> [CHALLENGE] Rewrite the lines below, beginning at the line that contains "tread in the photo above. Give pixel coordinates." and stopping after the line that contains "(1219, 275)". Offset every answer coordinate by adding 51 to both its x and y values, and leave all other lines unchanged.

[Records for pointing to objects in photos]

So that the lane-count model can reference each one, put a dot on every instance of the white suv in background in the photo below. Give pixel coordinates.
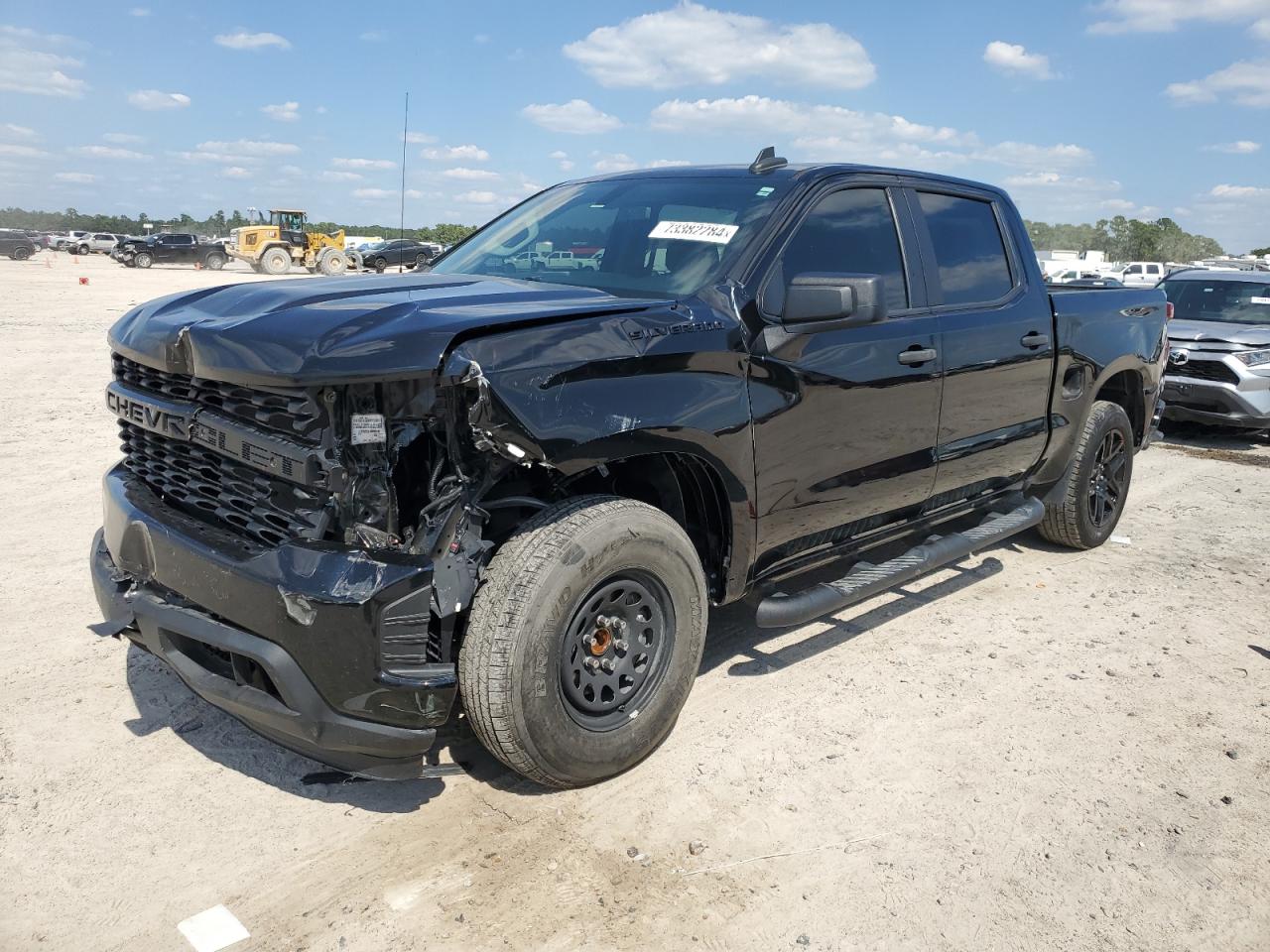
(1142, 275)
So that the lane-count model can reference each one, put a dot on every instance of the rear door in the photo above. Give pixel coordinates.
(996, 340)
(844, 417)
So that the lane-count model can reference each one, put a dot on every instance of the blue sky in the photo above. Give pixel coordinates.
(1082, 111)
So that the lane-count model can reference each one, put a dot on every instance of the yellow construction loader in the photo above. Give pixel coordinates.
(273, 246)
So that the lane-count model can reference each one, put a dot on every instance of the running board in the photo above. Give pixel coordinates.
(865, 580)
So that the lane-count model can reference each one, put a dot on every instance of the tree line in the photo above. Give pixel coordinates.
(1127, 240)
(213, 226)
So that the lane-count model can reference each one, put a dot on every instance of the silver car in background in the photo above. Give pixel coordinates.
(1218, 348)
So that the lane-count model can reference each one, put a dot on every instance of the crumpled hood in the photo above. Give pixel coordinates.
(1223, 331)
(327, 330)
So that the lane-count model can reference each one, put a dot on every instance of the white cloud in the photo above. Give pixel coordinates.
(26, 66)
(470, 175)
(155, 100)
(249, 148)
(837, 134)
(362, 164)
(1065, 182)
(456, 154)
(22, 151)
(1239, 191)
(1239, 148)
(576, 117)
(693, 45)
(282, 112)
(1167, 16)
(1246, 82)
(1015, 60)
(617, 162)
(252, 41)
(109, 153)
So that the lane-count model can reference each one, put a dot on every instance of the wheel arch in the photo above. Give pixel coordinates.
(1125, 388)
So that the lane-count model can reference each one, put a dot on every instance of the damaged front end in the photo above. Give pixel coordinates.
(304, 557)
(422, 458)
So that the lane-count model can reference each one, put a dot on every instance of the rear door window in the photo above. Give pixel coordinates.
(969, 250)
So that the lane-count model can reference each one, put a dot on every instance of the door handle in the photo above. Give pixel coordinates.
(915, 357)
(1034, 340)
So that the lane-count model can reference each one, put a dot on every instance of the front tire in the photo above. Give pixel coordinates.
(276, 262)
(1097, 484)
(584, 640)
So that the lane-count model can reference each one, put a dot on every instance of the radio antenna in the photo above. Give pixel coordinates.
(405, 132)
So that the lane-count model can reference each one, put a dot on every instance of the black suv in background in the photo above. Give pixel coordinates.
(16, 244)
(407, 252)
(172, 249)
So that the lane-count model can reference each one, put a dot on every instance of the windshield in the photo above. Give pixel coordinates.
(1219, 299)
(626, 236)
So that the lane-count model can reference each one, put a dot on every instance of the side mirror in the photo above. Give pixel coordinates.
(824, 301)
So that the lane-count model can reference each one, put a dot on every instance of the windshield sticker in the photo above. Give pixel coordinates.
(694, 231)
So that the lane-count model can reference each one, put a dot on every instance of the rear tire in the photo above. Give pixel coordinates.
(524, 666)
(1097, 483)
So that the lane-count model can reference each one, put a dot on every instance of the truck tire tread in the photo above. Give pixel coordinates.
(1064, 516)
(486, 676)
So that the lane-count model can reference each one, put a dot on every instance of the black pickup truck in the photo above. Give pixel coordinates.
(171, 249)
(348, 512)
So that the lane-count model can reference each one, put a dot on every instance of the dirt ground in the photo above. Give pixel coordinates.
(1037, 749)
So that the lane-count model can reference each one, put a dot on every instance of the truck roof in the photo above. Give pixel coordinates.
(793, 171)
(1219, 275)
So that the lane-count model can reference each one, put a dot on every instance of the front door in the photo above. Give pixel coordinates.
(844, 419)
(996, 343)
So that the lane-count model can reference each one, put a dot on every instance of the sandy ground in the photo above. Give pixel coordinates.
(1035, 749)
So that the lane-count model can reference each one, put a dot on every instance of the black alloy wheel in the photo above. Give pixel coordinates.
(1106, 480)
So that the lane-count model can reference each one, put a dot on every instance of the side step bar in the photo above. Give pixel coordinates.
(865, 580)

> [THE OUTPUT]
So that the lane-count model can reference each one, put a dot on every instance of the truck tire tread in the photo above. Give pixel coordinates.
(1115, 567)
(537, 727)
So that the lane-count model can reference each one, put a dot on every instance of the black pickup truck in the photo above. Give pixel coordinates.
(222, 300)
(399, 563)
So that the lane-count model can reference each one, put a dot on every instance of the dirt ground in the photo above. Give pixel coordinates.
(1088, 800)
So that the lane-count model can reference each one, put a dot on every instance of the truck roof in the photo above. Give pixel coordinates.
(844, 222)
(1270, 326)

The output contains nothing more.